### About this exercise
If an entry holds a picture, leave that picture out; copy everything else exactly.

Content starts

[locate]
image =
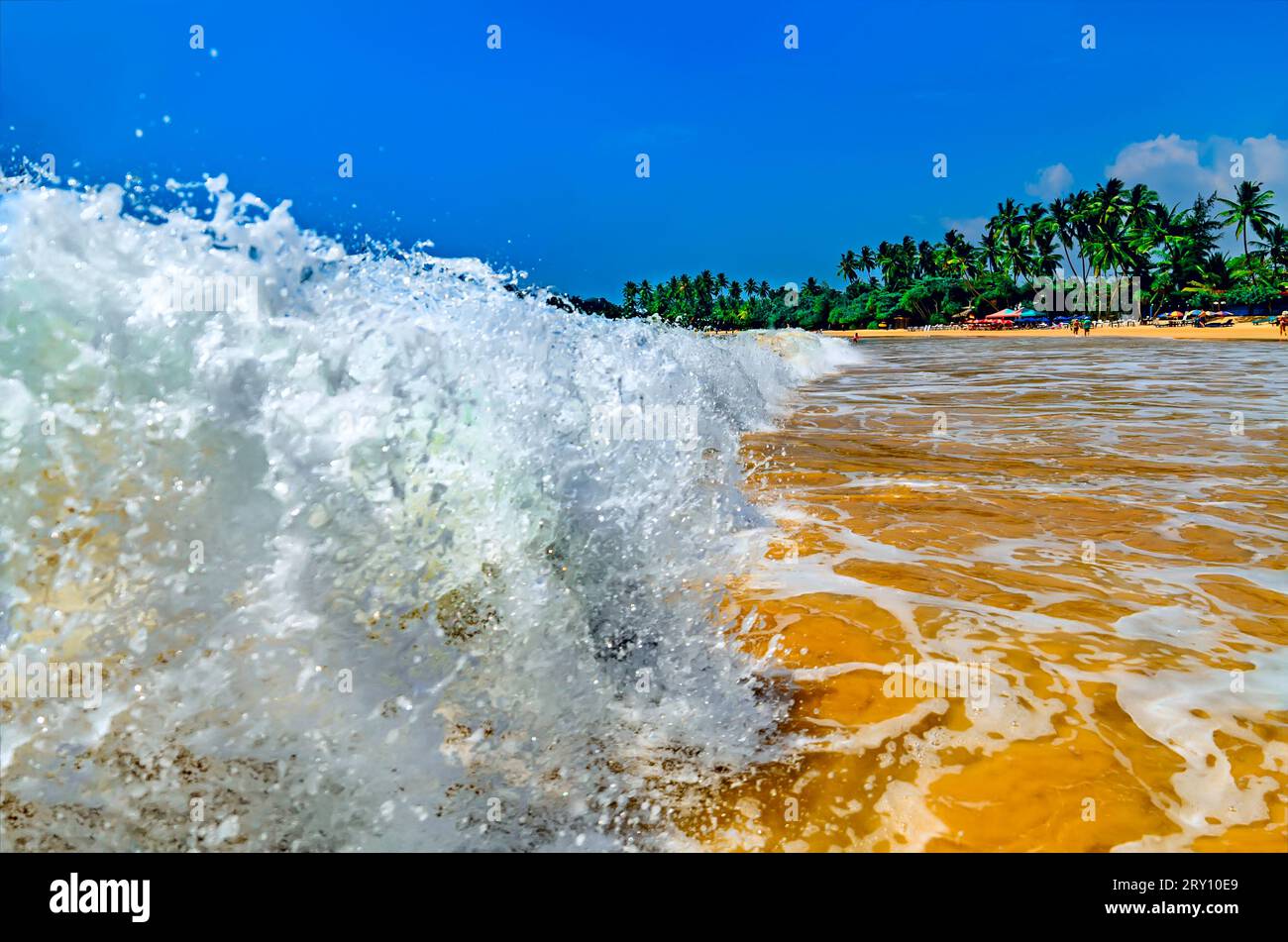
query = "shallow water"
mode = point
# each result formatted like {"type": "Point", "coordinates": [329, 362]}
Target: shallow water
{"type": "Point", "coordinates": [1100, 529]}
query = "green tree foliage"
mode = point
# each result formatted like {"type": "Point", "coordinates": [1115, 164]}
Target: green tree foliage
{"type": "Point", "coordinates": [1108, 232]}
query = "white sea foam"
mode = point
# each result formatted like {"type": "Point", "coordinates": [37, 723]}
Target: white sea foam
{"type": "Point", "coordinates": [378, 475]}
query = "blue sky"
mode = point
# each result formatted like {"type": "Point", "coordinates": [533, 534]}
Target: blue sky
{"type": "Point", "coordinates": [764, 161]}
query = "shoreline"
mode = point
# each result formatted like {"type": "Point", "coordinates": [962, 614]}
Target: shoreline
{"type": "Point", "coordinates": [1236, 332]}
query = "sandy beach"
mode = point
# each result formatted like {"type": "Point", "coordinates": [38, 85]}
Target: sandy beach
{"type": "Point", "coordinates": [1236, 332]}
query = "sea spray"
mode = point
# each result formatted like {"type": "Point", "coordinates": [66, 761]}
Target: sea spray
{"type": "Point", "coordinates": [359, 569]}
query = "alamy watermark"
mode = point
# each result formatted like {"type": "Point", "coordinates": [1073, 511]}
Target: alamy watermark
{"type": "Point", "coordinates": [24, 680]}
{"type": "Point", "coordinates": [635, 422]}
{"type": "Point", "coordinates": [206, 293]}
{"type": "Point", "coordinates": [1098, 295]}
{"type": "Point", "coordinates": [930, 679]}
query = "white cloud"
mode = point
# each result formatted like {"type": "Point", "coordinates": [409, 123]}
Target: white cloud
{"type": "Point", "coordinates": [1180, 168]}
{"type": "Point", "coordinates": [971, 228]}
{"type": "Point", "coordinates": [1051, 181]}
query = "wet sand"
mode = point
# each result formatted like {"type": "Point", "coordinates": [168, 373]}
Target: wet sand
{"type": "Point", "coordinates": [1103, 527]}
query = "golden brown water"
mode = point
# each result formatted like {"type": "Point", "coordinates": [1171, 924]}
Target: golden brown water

Content ends

### Result of the task
[locate]
image =
query = "shallow water"
mode = point
# each result formatted like {"type": "Point", "coordinates": [329, 362]}
Target: shallow water
{"type": "Point", "coordinates": [1100, 529]}
query = "green tree foliage"
mode = point
# each result formatted like {"type": "Point", "coordinates": [1115, 164]}
Target: green tree foliage
{"type": "Point", "coordinates": [1108, 232]}
query = "white sea foam"
mode = point
# each result formatted like {"type": "Point", "coordinates": [37, 723]}
Target: white sea foam
{"type": "Point", "coordinates": [378, 475]}
query = "blue sky"
mode = point
# each result formatted like {"type": "Point", "coordinates": [533, 534]}
Target: blue sky
{"type": "Point", "coordinates": [764, 161]}
query = "shoreline"
mode = point
# each result formatted like {"type": "Point", "coordinates": [962, 614]}
Target: shoreline
{"type": "Point", "coordinates": [1236, 332]}
query = "sandy beach"
mode = point
# each result formatted like {"type": "Point", "coordinates": [38, 85]}
Target: sandy beach
{"type": "Point", "coordinates": [1236, 332]}
query = "sea spray"
mode = point
# each result formatted like {"type": "Point", "coordinates": [66, 761]}
Target: sea spray
{"type": "Point", "coordinates": [359, 569]}
query = "alamy watermark"
mode = point
# each result formatted like {"type": "Point", "coordinates": [1073, 511]}
Target: alamy watermark
{"type": "Point", "coordinates": [24, 680]}
{"type": "Point", "coordinates": [635, 422]}
{"type": "Point", "coordinates": [206, 293]}
{"type": "Point", "coordinates": [1098, 295]}
{"type": "Point", "coordinates": [930, 679]}
query = "white cloud"
mode = point
# each result formatted like {"type": "Point", "coordinates": [409, 123]}
Target: white cloud
{"type": "Point", "coordinates": [1180, 168]}
{"type": "Point", "coordinates": [971, 228]}
{"type": "Point", "coordinates": [1051, 181]}
query = "wet sand"
mode = point
# each result formatted like {"type": "Point", "coordinates": [168, 373]}
Target: wet sand
{"type": "Point", "coordinates": [1103, 527]}
query = "golden brown water"
mode = point
# each result formatted like {"type": "Point", "coordinates": [1171, 924]}
Target: golden brown water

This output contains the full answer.